- The tasks
1 > Answer these questions from the domain dispute decision:
(a) Which registrar is the disputed domain name registered with?
(b) On what date did the National Arbitration Forum receive a hard copy of the Complaint?
(c) Who represents the Respondent?
2 > Please transcribe the domain dispute decision verbatim, everything from "Postmark DMS, LLC v." down to "Phoenix, AZ 85004.".

- Passage given
▼▼▼

Postmark DMS, LLC v. Print Source One
a/k/a Seminar Direct
Claim Number: FA0501000404558
PARTIES
Complainant
is Postmark DMS, LLC (“Complainant”),
represented by John C. Cain, 20333 SH 249, Suite 600, Houston, TX
77070. Respondent is Print Source One a/k/a Seminar Direct (“Respondent”), represented by Douglas J.
Dickson, 315 East Watkins Street, Phoenix, AZ 85004.
REGISTRAR AND DISPUTED DOMAIN NAME
The
domain name at issue is <postmarkdirect.com>,
registered with Domaindiscover.
PANEL
The
undersigned certifies that he has acted independently and impartially and to
the best of his knowledge has no known conflict in serving as Panelist in this
proceeding.
Richard
B. Wickersham, Judge (Ret.), as Panelist.
PROCEDURAL HISTORY
Complainant
submitted a Complaint to the National Arbitration Forum electronically on January
14, 2005; the National Arbitration Forum received a hard copy of the Complaint
on January 18, 2005.
On
January 19, 2005, Domaindiscover confirmed by e-mail to the National
Arbitration Forum that the domain name <postmarkdirect.com>
is registered with Domaindiscover and that the Respondent is the current
registrant of the name. Domaindiscover
has verified that Respondent is bound by the Domaindiscover registration
agreement and has thereby agreed to resolve domain-name disputes brought by
third parties in accordance with ICANN’s Uniform Domain Name Dispute Resolution
Policy (the “Policy”).

▲▲▲

- Data lines
▼▼▼

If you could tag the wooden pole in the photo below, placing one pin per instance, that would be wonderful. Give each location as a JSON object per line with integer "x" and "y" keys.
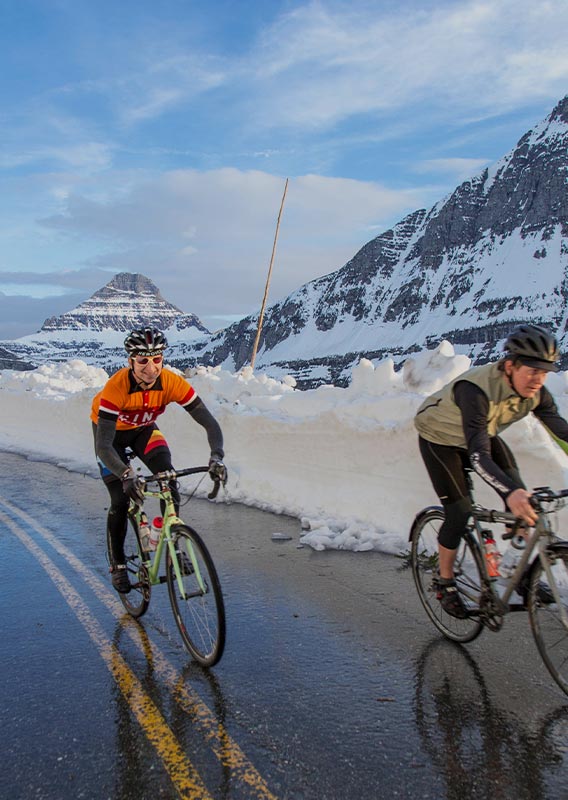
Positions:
{"x": 261, "y": 315}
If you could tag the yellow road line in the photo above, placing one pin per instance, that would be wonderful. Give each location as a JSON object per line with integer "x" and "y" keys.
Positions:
{"x": 225, "y": 749}
{"x": 180, "y": 769}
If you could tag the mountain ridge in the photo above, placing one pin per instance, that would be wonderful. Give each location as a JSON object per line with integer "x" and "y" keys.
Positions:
{"x": 489, "y": 255}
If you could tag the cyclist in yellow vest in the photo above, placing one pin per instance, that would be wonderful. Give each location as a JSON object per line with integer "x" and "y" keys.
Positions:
{"x": 124, "y": 417}
{"x": 460, "y": 425}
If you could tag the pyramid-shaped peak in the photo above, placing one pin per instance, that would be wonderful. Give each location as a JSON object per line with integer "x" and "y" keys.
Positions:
{"x": 130, "y": 300}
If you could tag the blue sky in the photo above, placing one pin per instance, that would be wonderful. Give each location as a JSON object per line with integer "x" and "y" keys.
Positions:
{"x": 157, "y": 137}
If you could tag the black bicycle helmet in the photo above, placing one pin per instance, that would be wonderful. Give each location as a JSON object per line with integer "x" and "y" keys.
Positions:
{"x": 534, "y": 346}
{"x": 145, "y": 342}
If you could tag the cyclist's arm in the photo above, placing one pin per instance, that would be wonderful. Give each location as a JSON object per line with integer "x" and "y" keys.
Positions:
{"x": 547, "y": 413}
{"x": 474, "y": 406}
{"x": 106, "y": 430}
{"x": 205, "y": 418}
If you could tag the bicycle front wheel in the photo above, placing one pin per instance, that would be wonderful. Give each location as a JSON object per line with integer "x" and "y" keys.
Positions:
{"x": 197, "y": 602}
{"x": 425, "y": 570}
{"x": 549, "y": 630}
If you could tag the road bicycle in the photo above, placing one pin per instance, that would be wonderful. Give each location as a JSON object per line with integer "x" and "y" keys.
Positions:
{"x": 193, "y": 584}
{"x": 540, "y": 577}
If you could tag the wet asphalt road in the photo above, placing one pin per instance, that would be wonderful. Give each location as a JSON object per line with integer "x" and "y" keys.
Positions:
{"x": 333, "y": 685}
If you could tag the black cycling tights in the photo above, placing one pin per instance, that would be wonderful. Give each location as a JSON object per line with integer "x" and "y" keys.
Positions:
{"x": 446, "y": 467}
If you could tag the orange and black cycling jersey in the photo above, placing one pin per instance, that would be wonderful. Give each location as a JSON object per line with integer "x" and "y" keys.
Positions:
{"x": 124, "y": 401}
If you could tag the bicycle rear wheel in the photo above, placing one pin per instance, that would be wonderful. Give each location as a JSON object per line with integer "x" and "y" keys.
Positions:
{"x": 199, "y": 611}
{"x": 137, "y": 600}
{"x": 424, "y": 559}
{"x": 549, "y": 631}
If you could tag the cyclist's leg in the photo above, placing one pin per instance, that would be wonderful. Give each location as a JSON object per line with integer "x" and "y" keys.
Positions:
{"x": 152, "y": 448}
{"x": 117, "y": 517}
{"x": 445, "y": 466}
{"x": 504, "y": 458}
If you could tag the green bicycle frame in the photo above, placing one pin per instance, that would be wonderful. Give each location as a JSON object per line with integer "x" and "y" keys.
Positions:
{"x": 539, "y": 541}
{"x": 153, "y": 558}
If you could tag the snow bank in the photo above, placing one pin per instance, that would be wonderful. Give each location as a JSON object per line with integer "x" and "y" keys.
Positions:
{"x": 344, "y": 461}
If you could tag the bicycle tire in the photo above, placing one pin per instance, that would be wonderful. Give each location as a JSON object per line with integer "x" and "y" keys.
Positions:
{"x": 137, "y": 600}
{"x": 200, "y": 616}
{"x": 424, "y": 561}
{"x": 550, "y": 634}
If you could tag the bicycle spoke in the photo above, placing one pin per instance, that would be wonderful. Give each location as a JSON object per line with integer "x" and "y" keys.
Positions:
{"x": 198, "y": 604}
{"x": 549, "y": 629}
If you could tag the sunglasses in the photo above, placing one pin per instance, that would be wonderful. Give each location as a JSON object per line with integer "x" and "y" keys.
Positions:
{"x": 142, "y": 360}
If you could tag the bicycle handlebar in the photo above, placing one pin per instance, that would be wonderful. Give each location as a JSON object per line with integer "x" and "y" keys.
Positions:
{"x": 541, "y": 494}
{"x": 172, "y": 474}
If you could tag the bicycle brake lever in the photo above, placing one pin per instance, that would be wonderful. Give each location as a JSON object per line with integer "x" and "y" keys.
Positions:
{"x": 215, "y": 490}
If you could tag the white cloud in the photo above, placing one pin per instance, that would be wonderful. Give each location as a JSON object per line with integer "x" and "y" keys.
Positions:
{"x": 459, "y": 168}
{"x": 320, "y": 64}
{"x": 230, "y": 218}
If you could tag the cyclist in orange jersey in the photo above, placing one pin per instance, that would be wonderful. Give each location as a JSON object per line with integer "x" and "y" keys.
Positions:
{"x": 124, "y": 417}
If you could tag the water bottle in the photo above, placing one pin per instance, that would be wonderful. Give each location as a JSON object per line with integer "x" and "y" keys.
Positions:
{"x": 492, "y": 554}
{"x": 155, "y": 532}
{"x": 144, "y": 532}
{"x": 509, "y": 562}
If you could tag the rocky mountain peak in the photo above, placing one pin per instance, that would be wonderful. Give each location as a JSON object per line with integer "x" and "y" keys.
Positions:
{"x": 129, "y": 300}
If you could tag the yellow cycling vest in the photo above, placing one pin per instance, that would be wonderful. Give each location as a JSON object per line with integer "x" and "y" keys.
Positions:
{"x": 439, "y": 419}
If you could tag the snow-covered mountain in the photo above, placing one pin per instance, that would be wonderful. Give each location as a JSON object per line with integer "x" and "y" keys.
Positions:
{"x": 94, "y": 331}
{"x": 490, "y": 255}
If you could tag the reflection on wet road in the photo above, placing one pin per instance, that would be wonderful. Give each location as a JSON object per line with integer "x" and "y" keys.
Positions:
{"x": 332, "y": 685}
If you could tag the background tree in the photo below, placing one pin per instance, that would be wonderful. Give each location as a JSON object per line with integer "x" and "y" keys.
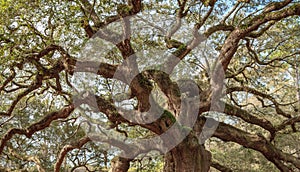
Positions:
{"x": 256, "y": 44}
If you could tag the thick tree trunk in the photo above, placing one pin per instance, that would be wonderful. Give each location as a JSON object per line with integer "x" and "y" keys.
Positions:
{"x": 188, "y": 156}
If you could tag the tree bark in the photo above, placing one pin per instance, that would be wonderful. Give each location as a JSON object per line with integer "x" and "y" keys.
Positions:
{"x": 188, "y": 156}
{"x": 119, "y": 164}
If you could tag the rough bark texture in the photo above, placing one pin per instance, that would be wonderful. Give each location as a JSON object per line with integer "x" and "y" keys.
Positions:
{"x": 119, "y": 164}
{"x": 188, "y": 156}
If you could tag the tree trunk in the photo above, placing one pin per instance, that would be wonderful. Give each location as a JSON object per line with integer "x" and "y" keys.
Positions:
{"x": 188, "y": 156}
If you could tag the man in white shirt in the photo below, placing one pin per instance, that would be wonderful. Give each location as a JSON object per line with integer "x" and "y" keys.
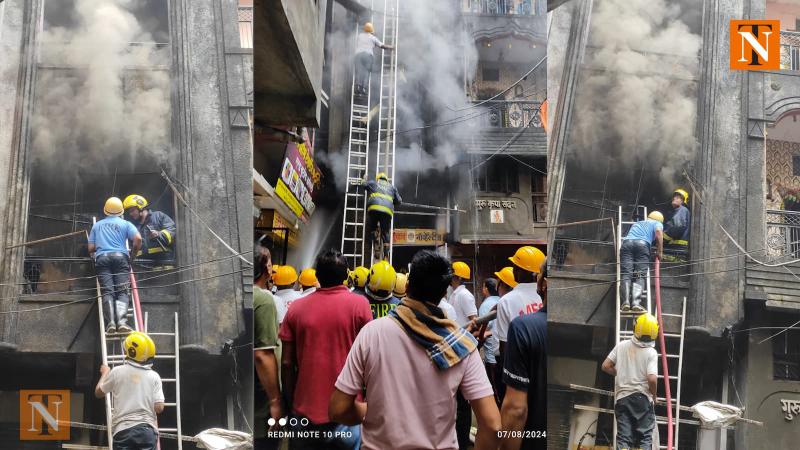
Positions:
{"x": 463, "y": 302}
{"x": 461, "y": 299}
{"x": 634, "y": 365}
{"x": 285, "y": 278}
{"x": 137, "y": 393}
{"x": 365, "y": 44}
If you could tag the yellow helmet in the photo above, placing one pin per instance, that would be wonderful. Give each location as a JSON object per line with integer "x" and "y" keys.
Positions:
{"x": 284, "y": 275}
{"x": 113, "y": 207}
{"x": 646, "y": 327}
{"x": 656, "y": 215}
{"x": 139, "y": 347}
{"x": 528, "y": 258}
{"x": 683, "y": 194}
{"x": 308, "y": 277}
{"x": 382, "y": 277}
{"x": 506, "y": 275}
{"x": 461, "y": 270}
{"x": 358, "y": 277}
{"x": 134, "y": 200}
{"x": 400, "y": 284}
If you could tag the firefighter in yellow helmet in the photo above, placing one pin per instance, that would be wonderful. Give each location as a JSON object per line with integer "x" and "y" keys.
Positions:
{"x": 285, "y": 280}
{"x": 308, "y": 281}
{"x": 107, "y": 245}
{"x": 137, "y": 393}
{"x": 380, "y": 284}
{"x": 634, "y": 256}
{"x": 634, "y": 365}
{"x": 400, "y": 285}
{"x": 382, "y": 199}
{"x": 366, "y": 42}
{"x": 676, "y": 226}
{"x": 158, "y": 231}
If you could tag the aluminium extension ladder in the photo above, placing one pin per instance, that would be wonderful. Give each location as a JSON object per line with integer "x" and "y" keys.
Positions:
{"x": 387, "y": 103}
{"x": 355, "y": 201}
{"x": 113, "y": 355}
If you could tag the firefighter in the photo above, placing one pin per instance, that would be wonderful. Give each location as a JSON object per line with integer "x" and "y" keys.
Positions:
{"x": 635, "y": 256}
{"x": 400, "y": 283}
{"x": 357, "y": 280}
{"x": 634, "y": 365}
{"x": 365, "y": 44}
{"x": 380, "y": 284}
{"x": 382, "y": 199}
{"x": 308, "y": 281}
{"x": 285, "y": 279}
{"x": 107, "y": 245}
{"x": 137, "y": 392}
{"x": 158, "y": 231}
{"x": 676, "y": 227}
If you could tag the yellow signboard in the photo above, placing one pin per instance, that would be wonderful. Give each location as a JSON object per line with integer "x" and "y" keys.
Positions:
{"x": 286, "y": 195}
{"x": 418, "y": 236}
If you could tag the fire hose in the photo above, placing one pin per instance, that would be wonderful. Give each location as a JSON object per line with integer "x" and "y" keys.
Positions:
{"x": 663, "y": 352}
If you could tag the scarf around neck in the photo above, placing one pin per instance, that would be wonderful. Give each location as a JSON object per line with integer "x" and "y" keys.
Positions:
{"x": 444, "y": 341}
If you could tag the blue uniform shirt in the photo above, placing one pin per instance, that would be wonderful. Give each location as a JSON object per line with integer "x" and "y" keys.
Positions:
{"x": 110, "y": 235}
{"x": 644, "y": 230}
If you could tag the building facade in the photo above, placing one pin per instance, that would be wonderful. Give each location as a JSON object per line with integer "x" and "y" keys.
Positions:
{"x": 113, "y": 101}
{"x": 738, "y": 280}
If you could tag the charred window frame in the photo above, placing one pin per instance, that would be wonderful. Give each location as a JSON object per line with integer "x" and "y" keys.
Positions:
{"x": 499, "y": 174}
{"x": 786, "y": 356}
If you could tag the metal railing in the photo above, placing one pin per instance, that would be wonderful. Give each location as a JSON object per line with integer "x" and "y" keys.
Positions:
{"x": 783, "y": 235}
{"x": 500, "y": 7}
{"x": 510, "y": 114}
{"x": 790, "y": 50}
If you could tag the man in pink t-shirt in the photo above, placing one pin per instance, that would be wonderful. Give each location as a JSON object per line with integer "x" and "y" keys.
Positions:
{"x": 410, "y": 377}
{"x": 317, "y": 334}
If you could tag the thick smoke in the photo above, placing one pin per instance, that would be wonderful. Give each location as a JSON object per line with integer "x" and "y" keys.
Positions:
{"x": 637, "y": 100}
{"x": 102, "y": 109}
{"x": 435, "y": 54}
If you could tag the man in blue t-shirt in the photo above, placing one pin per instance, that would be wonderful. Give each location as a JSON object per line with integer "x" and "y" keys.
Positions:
{"x": 634, "y": 258}
{"x": 108, "y": 246}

▲▲▲

- Answers by task
1 >
(a) Domaindiscover
(b) January 18, 2005
(c) Douglas J. Dickson

2 >
Postmark DMS, LLC v. Print Source One
a/k/a Seminar Direct
Claim Number: FA0501000404558
PARTIES
Complainant
is Postmark DMS, LLC (“Complainant”),
represented by John C. Cain, 20333 SH 249, Suite 600, Houston, TX
77070. Respondent is Print Source One a/k/a Seminar Direct (“Respondent”), represented by Douglas J.
Dickson, 315 East Watkins Street, Phoenix, AZ 85004.